== What is asked ==
Repeat exactly the lines from the line containing "Target: white cloud" through the last line of the records below, inclusive, and nothing else.

Pointing dataset records:
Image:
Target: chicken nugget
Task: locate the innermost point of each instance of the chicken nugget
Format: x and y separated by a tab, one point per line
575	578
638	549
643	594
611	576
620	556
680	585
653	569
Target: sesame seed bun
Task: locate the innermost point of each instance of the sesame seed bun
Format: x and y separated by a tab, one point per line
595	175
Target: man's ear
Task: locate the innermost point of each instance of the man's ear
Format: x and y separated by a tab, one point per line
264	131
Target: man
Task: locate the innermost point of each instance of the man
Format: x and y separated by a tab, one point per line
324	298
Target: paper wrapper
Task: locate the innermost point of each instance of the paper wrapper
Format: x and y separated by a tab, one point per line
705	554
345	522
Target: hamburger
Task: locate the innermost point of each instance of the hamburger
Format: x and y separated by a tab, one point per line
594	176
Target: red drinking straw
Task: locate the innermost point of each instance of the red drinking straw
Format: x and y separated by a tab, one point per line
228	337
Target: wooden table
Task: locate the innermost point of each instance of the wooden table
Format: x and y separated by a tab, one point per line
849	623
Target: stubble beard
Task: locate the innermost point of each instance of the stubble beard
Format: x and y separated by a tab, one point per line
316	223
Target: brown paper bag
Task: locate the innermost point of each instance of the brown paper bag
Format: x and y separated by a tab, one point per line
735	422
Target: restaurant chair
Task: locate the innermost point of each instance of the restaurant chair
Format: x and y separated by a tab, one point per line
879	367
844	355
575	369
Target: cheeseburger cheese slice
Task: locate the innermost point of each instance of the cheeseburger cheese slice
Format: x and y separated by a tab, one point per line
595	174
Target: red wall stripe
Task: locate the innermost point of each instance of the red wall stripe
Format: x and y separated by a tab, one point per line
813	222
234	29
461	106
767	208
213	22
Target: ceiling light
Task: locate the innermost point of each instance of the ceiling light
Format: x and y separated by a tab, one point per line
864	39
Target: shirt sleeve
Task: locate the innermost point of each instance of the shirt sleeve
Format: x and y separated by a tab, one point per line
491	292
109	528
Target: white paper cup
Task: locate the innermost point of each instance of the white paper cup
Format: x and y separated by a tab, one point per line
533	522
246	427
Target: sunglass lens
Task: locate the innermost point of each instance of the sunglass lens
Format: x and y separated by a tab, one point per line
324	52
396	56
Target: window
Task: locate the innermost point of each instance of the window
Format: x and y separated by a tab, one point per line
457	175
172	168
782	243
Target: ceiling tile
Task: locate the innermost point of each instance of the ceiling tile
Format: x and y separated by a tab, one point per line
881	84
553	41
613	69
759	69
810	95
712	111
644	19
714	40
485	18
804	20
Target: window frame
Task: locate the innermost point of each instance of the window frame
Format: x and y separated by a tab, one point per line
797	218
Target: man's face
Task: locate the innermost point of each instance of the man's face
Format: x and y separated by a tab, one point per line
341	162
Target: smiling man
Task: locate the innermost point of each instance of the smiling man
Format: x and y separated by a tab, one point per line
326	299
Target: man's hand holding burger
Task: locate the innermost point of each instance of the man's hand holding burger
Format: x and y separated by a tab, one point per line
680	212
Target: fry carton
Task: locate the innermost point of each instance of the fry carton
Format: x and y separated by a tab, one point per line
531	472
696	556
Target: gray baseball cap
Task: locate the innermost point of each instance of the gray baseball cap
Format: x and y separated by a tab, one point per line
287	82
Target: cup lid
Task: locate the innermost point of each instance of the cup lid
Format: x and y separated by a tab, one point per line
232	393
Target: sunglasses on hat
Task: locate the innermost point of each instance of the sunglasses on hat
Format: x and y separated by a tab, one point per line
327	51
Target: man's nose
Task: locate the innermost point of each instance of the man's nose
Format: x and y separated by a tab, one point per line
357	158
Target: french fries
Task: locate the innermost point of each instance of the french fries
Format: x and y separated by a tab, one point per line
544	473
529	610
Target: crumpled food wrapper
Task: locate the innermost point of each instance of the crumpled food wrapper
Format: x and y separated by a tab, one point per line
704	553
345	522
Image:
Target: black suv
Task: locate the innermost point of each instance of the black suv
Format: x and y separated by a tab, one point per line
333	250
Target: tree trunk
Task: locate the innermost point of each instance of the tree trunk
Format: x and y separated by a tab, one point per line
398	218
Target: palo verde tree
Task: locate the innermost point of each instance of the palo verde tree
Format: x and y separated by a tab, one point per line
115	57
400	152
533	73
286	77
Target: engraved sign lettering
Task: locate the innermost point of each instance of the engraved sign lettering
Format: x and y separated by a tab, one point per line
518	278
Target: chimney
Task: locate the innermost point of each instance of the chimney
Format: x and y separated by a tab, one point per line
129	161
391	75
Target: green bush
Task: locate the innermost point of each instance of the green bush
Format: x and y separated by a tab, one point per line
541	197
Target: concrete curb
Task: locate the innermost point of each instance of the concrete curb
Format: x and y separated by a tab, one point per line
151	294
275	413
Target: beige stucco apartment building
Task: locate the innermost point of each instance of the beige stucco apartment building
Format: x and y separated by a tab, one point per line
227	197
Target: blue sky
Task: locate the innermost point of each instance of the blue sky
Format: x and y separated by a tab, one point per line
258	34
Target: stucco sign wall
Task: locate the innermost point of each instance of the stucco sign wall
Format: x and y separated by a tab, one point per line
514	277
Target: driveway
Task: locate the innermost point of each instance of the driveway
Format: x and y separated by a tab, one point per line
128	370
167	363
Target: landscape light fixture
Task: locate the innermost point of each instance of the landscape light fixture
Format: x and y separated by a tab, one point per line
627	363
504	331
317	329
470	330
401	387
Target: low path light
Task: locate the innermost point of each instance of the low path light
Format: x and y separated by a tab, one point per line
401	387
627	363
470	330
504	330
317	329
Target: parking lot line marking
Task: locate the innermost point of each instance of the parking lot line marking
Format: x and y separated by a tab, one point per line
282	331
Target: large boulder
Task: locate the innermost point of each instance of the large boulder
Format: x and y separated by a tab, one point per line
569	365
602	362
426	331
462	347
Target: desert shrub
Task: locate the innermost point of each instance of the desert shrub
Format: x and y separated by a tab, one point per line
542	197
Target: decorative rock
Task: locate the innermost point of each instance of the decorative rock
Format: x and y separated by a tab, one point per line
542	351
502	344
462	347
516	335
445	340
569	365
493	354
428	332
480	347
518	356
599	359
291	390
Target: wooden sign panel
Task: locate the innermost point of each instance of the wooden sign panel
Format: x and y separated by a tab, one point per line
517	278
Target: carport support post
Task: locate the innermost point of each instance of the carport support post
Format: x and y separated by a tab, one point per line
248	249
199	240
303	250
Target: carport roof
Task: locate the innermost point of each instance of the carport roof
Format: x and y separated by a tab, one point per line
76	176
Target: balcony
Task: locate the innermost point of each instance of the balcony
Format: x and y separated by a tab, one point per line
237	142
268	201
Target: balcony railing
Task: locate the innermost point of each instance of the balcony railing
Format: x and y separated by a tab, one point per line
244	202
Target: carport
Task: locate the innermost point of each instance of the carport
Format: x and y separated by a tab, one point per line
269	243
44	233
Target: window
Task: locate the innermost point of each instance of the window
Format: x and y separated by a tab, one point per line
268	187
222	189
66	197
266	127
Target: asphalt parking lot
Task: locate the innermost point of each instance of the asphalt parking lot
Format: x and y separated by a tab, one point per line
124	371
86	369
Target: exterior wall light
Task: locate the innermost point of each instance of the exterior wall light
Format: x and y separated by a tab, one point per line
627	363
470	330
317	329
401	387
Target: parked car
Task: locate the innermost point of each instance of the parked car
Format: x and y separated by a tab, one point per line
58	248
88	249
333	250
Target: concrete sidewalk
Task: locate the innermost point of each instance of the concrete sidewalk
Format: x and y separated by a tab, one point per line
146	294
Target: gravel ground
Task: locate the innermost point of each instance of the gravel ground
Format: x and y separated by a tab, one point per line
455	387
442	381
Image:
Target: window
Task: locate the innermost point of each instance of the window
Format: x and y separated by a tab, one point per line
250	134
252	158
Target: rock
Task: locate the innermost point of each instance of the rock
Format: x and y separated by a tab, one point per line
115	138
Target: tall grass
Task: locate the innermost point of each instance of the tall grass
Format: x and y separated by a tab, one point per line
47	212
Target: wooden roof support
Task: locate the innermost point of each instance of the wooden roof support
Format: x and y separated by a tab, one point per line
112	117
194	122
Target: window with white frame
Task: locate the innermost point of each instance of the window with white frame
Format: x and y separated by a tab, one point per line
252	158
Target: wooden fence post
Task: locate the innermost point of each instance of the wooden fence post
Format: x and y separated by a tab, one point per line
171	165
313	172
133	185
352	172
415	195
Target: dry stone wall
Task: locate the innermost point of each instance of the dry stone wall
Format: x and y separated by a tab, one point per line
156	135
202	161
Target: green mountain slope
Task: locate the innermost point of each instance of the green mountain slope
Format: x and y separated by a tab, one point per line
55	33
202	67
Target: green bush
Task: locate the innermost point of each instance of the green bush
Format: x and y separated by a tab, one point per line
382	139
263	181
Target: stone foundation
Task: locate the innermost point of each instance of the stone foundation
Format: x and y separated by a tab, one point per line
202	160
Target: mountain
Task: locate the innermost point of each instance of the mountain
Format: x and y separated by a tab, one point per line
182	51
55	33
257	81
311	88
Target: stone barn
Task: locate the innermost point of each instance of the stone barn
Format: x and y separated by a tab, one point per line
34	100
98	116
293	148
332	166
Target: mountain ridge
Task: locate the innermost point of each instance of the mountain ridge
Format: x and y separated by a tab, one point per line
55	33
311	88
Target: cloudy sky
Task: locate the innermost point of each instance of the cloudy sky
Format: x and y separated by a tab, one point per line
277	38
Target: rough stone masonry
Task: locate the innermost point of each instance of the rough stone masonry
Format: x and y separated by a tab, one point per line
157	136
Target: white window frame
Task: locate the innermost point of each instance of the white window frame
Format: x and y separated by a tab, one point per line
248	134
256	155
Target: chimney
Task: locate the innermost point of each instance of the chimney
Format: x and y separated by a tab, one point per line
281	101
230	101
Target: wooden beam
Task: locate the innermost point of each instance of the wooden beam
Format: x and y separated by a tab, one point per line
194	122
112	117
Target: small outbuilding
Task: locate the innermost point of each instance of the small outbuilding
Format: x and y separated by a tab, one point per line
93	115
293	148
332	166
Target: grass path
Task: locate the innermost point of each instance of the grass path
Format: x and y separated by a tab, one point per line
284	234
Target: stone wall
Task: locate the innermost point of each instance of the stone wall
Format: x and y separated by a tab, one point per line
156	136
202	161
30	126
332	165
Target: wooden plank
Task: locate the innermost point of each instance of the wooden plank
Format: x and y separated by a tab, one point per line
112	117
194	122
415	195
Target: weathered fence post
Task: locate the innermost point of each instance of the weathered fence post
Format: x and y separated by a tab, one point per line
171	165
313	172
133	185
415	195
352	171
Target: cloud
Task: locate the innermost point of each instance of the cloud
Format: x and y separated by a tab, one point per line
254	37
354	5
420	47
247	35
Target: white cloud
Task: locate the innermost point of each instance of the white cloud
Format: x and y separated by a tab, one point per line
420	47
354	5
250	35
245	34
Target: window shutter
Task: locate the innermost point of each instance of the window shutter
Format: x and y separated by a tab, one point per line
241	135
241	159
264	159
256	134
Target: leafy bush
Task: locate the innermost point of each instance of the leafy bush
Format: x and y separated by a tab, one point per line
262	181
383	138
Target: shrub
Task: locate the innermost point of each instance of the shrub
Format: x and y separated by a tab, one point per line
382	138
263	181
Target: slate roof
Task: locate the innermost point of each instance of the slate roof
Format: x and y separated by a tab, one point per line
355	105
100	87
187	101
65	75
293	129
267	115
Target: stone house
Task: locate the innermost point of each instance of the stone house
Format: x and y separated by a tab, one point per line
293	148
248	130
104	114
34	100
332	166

== Completed task ==
Target: white cloud
Task: locate the innermost point of each instance of the white cloud
Format: x and y separated by a tab, one point per line
420	47
354	5
250	35
245	34
Target: window shutter
Task: locate the innermost point of each instance of the window shutter
Format: x and y separated by a tab, one point per line
241	135
241	159
264	159
256	134
Target: leafy bush
Task: locate the innermost point of each instance of the leafy bush
Format: x and y separated by a tab, one point per line
262	181
383	138
Target: shrub
Task: locate the innermost point of each instance of the shrub
Format: x and y separated by a tab, one point per line
382	138
263	181
Target: slate roof
Task: locate the innermost point of each instance of the slate roof
Format: x and y separated by a tab, one point per line
355	105
100	87
187	101
65	75
293	129
267	115
Target: stone house
Task: locate the innermost point of each instance of the stone house
Format: x and y separated by a tab, one point per line
293	148
248	130
104	114
34	100
332	166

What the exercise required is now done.